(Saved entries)

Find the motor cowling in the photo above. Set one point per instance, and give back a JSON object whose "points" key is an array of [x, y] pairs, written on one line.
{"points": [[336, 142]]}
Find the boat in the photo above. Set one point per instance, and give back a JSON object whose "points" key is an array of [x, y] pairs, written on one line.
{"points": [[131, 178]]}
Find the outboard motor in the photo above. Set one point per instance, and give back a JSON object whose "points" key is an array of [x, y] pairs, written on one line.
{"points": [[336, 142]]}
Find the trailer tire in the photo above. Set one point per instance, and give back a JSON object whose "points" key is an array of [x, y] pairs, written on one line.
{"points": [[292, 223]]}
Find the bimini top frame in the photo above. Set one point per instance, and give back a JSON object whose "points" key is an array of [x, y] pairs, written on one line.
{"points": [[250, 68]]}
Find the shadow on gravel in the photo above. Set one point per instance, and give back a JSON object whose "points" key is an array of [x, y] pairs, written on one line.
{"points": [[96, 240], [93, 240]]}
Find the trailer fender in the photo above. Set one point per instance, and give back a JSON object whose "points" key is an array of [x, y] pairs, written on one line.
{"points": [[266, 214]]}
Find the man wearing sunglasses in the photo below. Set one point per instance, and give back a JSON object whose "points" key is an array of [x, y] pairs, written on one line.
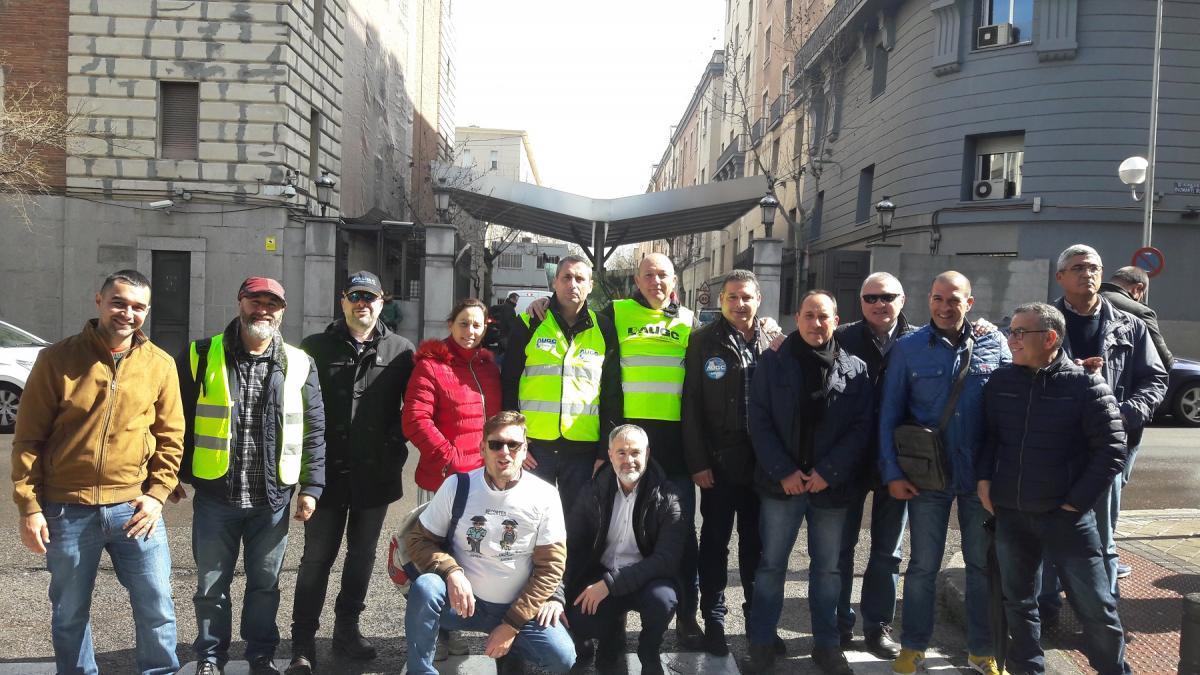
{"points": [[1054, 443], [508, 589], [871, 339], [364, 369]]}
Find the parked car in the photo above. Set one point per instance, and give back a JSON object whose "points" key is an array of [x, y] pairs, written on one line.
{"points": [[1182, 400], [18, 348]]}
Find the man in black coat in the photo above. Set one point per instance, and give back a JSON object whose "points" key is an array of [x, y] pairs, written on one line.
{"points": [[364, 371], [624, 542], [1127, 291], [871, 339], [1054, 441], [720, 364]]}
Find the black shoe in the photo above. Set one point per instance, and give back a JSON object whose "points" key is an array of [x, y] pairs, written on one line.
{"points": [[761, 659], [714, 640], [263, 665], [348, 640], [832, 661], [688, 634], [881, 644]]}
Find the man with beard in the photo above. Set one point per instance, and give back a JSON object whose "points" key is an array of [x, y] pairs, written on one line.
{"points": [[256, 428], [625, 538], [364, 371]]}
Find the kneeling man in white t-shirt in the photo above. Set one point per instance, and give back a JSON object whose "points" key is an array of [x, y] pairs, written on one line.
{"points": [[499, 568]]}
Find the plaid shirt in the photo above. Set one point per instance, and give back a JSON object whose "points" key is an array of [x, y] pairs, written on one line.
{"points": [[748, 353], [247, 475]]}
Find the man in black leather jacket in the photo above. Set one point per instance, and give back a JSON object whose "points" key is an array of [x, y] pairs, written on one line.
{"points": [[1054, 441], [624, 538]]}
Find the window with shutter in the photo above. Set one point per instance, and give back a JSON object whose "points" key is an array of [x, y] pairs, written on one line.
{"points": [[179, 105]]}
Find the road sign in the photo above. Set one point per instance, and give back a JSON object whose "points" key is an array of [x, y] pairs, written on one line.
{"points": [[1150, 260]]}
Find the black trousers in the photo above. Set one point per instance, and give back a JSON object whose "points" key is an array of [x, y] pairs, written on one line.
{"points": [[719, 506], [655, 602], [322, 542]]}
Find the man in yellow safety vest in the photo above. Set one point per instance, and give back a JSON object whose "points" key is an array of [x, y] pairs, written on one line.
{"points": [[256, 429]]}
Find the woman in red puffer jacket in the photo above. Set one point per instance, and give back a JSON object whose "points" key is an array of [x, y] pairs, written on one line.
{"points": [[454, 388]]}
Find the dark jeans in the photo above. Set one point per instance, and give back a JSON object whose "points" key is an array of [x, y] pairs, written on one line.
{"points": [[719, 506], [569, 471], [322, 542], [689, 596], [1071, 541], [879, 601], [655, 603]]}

◆ **Work required**: Images stay out; the entries above are to be printed exactly.

◆ **Written response**:
Find the motor cowling in the photo above. Set one point per instance, and give back a JSON object whose "points" key is an array of [x, y] pairs, written on one line.
{"points": [[336, 142]]}
Find the boat in the photo above. Set one point per instance, and give back a JSON object whose "points" key is an array of [x, y] pairs, written on one line.
{"points": [[131, 178]]}
Find the outboard motor in the photo above. Set one point per instance, and give back a JSON object whose "points" key is an array of [x, y] pairs, written on one line.
{"points": [[336, 142]]}
Find the trailer tire in the photo above. Set one point per instance, and give back a JSON object whose "points" key is an array of [x, y] pairs, written on one line.
{"points": [[292, 223]]}
Find the bimini top frame in the photo above. Set one point per instance, and give back a JSON object whose "points" key is an array of [x, y] pairs, written on one line.
{"points": [[250, 68]]}
Find the shadow on gravel in the photo above. Set one point per instance, and give back a JSON object whose "points" key is an array of [x, y] pairs, written on one line.
{"points": [[96, 240], [93, 240]]}
Find the trailer fender in the photo above. Set one point per instance, and give back a JSON object whose "points" key is an array of [x, y] pairs, written on one line.
{"points": [[266, 214]]}
Find the man wearing sunglasses in the photo below. Set one point per instance, and give back a JSON object whose "points" key is an array of [x, y] pairs, written on one line.
{"points": [[1054, 443], [508, 589], [871, 339], [364, 369]]}
Find the parked car in the photo above. Set one point per instance, and give back a JSON object whose "points" key is an array of [x, y] pairs, written on one line.
{"points": [[1182, 400], [18, 348]]}
Find the man in black coat in the photo above. Set one point per instance, and give back a JSON object whose "points" key is an array of [x, y] pairs, written on one line.
{"points": [[364, 371], [624, 542], [1127, 291], [871, 339], [1054, 441], [720, 364]]}
Find the black shoe in the photo above. Set one point per instance, and give back a JSON object whose "points" key is an array of [x, y] pairs, written on one line.
{"points": [[761, 659], [714, 640], [263, 665], [348, 640], [832, 661], [688, 634], [881, 644]]}
Find the man with beard in the photo above. Set one point per instance, and give back a JSON object whose "points" key is an array of [x, y] pairs, written on one line.
{"points": [[256, 428], [625, 538], [364, 371]]}
Find the kneeling man in white t-shirt in the photo above. Set one point per instance, and give back a JSON object whose "points" key is an array of [x, y] pairs, written on one line.
{"points": [[499, 568]]}
Find the plaid shirt in the photo above. Set one point per instance, and give back a JSON object whose "points" key is an array of [x, y] pairs, written on one line.
{"points": [[748, 353], [247, 475]]}
Find the man in black leather jacket in the photo above. Set one point per instance, and give back a JSON object whose "points" key is an array of [x, y] pairs, written on one line.
{"points": [[1054, 441], [624, 538]]}
Find the window with shutter in the photo above. Set one point per instance, and give back a JSON object whose "points" key is an array of [x, y] pairs, written on one line.
{"points": [[179, 105]]}
Find the road sign in the photo above. Set one point per instance, and give back a JSON object whose "points" key is an array of [x, y] pairs, written on one line.
{"points": [[1150, 260]]}
Find the black trousers in the photo above. Set one point per instance, and give back a JSON object whose "points" key is an array of [x, y] pairs, written on one line.
{"points": [[719, 506], [655, 602], [322, 542]]}
Find the man in yellow safety vest in the photo above. Set one point per instance, and give back a JSON object whose "points" key is an array of [x, y] pairs, written on one line.
{"points": [[256, 429]]}
Find the woman in red puffer jacket in the photo above. Set one point per instance, and give back a JSON object whose "points" key is an array of [x, y] pairs, written on one line.
{"points": [[454, 388]]}
Find the dark jeans in the photo above. Set one point per instance, and give back a JSON object whose "points" key is an array of [x, y] pairs, written on one line.
{"points": [[719, 506], [569, 471], [322, 542], [689, 596], [1071, 541], [879, 601], [655, 603]]}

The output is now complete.